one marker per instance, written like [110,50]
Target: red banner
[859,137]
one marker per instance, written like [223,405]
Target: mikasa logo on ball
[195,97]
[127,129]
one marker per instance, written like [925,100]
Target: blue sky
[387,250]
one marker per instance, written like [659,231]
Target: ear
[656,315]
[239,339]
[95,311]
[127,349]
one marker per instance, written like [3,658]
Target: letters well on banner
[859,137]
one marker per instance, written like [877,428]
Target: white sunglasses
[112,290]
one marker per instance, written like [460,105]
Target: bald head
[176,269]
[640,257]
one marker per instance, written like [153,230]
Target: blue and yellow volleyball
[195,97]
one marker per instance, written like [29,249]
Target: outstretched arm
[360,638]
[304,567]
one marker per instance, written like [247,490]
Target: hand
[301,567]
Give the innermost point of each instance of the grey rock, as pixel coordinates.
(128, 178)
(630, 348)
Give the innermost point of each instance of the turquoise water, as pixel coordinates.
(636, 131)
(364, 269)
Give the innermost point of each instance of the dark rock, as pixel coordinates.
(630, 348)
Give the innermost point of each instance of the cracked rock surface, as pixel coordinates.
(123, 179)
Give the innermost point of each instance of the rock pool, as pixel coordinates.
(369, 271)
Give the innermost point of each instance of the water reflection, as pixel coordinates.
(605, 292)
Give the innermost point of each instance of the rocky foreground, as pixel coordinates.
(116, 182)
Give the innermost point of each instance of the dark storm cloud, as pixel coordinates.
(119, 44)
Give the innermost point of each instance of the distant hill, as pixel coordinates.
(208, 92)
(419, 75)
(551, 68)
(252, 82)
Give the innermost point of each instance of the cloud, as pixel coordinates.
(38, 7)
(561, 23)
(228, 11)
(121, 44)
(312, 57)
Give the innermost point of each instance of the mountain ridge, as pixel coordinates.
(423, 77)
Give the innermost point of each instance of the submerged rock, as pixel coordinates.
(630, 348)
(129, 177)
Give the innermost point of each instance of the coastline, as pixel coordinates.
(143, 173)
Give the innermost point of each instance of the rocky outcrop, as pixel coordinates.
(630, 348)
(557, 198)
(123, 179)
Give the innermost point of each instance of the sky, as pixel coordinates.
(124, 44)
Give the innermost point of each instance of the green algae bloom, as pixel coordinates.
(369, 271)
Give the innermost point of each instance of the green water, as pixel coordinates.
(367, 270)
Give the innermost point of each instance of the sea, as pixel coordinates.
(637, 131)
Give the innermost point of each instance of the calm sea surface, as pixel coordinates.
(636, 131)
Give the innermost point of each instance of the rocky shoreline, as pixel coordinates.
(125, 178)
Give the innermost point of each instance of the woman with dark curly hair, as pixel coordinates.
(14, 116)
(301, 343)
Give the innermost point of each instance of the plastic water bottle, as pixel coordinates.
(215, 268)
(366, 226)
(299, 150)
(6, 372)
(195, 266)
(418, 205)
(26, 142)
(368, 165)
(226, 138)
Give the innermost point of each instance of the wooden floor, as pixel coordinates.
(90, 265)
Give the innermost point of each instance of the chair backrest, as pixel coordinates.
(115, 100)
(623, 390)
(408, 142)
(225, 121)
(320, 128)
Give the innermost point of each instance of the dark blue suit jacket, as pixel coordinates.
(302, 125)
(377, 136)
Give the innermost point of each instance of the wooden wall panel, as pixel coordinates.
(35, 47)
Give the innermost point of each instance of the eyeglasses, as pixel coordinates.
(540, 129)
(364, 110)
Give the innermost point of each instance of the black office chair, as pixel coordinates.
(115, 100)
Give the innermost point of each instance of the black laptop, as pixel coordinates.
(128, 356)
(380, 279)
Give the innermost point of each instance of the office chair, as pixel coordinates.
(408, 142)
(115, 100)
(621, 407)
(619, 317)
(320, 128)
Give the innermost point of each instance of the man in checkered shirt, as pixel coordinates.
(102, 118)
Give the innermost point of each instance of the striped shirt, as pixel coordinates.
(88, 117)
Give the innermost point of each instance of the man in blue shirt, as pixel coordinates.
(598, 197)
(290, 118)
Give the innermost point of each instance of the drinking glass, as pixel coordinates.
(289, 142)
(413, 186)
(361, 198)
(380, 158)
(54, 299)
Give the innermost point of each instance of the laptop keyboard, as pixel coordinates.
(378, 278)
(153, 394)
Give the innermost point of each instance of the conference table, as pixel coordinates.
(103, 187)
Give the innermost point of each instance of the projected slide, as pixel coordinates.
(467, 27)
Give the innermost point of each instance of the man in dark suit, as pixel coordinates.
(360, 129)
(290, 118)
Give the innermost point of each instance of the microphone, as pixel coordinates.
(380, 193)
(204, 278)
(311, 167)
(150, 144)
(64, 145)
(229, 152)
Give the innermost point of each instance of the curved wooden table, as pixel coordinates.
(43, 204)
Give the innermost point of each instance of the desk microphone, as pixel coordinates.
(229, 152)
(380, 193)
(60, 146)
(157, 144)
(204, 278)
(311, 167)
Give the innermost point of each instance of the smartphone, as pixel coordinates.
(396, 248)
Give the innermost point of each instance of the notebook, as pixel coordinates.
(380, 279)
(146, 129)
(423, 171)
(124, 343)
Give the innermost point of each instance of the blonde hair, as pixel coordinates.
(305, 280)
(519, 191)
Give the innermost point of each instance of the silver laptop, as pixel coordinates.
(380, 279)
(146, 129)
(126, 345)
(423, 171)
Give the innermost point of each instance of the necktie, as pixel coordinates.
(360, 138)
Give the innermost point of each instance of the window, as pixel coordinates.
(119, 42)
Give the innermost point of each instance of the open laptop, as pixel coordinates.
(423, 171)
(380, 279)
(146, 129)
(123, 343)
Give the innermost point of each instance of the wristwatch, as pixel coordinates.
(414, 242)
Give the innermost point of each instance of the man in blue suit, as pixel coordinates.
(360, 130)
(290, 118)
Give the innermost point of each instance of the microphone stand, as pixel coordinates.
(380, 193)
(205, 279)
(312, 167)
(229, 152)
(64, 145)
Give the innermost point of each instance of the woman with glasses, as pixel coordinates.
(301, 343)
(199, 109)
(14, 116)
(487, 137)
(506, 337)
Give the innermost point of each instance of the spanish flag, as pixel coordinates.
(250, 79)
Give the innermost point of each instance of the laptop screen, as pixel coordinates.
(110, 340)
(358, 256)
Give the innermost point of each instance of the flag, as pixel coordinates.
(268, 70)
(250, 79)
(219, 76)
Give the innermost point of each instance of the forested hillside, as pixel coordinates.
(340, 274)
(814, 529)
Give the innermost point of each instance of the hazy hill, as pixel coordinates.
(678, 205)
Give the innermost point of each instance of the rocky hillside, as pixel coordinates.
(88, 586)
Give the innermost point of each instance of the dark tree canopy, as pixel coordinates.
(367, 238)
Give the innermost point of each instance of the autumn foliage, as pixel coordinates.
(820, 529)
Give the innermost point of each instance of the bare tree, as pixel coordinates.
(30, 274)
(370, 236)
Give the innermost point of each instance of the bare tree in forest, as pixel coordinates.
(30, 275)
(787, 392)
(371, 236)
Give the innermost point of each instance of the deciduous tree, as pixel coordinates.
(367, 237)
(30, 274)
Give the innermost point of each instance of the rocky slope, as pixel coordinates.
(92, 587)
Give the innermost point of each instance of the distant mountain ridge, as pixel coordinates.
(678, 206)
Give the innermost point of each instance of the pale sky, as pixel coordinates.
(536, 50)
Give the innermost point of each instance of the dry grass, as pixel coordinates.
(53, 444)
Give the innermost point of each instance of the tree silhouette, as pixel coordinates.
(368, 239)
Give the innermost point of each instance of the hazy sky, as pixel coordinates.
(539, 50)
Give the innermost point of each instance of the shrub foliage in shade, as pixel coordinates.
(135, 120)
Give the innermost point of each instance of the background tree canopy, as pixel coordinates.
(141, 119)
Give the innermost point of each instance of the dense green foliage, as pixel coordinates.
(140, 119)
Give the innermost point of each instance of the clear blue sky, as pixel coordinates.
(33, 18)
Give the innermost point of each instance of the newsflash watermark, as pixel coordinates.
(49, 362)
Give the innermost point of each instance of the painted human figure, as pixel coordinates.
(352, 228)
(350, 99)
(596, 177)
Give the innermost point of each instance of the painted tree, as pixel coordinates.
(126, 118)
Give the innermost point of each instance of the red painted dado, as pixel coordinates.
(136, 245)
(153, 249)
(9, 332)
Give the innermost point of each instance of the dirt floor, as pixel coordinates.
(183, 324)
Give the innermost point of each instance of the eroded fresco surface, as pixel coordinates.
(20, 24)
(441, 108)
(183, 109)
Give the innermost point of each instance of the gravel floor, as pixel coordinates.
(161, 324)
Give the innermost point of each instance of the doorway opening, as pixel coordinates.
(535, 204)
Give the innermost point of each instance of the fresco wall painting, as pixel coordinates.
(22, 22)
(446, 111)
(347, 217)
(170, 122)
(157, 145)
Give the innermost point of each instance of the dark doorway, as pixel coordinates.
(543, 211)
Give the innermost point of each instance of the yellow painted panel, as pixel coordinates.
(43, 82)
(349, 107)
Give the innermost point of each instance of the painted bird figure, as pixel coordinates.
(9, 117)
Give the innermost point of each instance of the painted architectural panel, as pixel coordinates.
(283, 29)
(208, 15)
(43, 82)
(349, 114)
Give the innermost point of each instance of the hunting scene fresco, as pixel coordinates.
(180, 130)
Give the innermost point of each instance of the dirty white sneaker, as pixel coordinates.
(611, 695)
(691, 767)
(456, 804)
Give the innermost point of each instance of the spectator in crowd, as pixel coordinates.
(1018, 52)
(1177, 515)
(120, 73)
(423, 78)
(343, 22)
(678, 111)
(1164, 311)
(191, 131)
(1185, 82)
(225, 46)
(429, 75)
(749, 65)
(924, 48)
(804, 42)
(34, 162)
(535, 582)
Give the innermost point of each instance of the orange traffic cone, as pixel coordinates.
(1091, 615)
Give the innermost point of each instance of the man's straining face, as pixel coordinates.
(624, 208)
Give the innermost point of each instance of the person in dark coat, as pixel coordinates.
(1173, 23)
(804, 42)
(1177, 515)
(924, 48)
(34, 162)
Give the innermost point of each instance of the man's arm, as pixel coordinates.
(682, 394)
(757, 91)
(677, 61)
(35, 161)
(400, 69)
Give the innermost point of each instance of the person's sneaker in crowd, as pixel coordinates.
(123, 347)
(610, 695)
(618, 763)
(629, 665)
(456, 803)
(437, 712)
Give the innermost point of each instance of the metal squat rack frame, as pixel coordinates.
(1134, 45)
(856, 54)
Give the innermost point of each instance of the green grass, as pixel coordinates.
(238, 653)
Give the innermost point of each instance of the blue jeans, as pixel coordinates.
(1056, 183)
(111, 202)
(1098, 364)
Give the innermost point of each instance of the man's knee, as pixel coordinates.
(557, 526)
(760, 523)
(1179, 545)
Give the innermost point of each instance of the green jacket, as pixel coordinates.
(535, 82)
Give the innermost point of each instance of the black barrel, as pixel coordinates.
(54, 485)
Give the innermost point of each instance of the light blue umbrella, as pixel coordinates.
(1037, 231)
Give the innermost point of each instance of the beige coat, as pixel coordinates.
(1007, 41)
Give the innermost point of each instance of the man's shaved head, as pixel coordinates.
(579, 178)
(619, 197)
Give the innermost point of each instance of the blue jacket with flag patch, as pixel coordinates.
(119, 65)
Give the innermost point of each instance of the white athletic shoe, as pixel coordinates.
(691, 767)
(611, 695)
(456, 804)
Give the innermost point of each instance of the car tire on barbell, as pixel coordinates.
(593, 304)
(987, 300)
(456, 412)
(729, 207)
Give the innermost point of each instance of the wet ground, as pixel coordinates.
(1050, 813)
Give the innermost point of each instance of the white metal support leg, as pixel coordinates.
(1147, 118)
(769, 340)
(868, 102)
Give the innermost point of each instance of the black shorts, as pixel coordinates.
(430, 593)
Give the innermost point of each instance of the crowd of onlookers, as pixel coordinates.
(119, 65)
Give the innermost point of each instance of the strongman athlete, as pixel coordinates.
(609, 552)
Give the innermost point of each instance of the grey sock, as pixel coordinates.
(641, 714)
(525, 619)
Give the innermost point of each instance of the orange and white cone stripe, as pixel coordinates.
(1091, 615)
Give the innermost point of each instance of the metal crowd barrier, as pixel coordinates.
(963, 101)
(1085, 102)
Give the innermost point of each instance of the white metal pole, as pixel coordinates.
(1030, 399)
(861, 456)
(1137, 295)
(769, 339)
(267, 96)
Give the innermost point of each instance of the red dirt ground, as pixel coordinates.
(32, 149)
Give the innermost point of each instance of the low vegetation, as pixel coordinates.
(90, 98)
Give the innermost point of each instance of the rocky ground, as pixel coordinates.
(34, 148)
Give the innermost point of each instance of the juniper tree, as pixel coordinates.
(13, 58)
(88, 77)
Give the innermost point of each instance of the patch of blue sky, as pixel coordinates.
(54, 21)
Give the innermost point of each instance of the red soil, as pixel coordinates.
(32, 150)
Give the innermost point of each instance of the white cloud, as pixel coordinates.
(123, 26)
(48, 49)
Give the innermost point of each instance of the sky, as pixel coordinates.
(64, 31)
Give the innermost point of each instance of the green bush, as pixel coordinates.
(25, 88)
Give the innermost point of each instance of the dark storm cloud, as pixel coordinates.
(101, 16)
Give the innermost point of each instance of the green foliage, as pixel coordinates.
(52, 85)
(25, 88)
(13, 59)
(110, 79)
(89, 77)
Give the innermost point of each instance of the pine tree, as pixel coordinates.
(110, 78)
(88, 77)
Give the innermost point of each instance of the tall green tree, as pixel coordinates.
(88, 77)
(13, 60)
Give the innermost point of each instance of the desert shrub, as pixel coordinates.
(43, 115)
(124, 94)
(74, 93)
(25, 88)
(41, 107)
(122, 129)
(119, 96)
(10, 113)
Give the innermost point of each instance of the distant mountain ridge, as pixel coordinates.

_ _ _ _ _ _ _

PROBLEM TO WORK ON:
Set out every line from the material that contains the string "written".

WORKED SOLUTION:
one marker per instance, written like [110,50]
one marker per instance, written like [223,405]
one marker per instance, written like [925,100]
one marker per instance, written like [659,231]
one marker per instance, written like [3,658]
one marker per instance, written like [877,428]
one marker per instance, written like [460,105]
one marker per instance, written like [153,230]
one marker per instance, written like [29,249]
one marker per instance, written like [247,490]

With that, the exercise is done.